Task description
Extract every line of text from the records below verbatim, omitting the pictures.

Data for this task
——————

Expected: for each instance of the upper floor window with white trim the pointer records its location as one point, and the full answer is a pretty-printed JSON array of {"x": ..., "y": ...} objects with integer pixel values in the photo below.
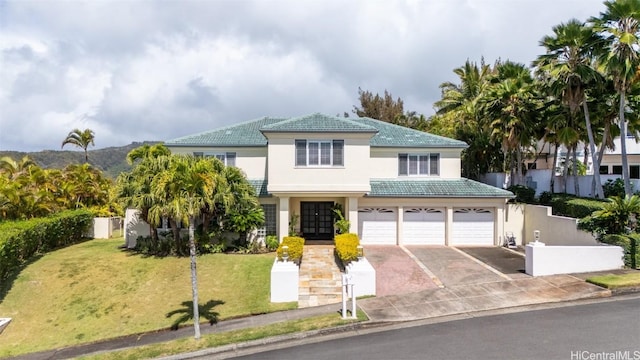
[
  {"x": 319, "y": 152},
  {"x": 227, "y": 158},
  {"x": 419, "y": 164}
]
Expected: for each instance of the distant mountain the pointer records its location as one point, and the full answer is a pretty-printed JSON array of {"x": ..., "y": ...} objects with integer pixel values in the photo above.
[{"x": 112, "y": 160}]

——————

Answer
Expected: for each instance of the upper floor window with white trim the pointer records its location as one point, and the full answer is a pretty-printed JSON array of {"x": ..., "y": ...} objects with integer pixel values in the photo below.
[
  {"x": 319, "y": 152},
  {"x": 227, "y": 158},
  {"x": 419, "y": 164}
]
Expected: for each instance of the distant mountain the pointer records its location as one point, and the full answer is a pretty-printed JSON array of {"x": ..., "y": ...} objects with integer pixel values in the photo above.
[{"x": 112, "y": 160}]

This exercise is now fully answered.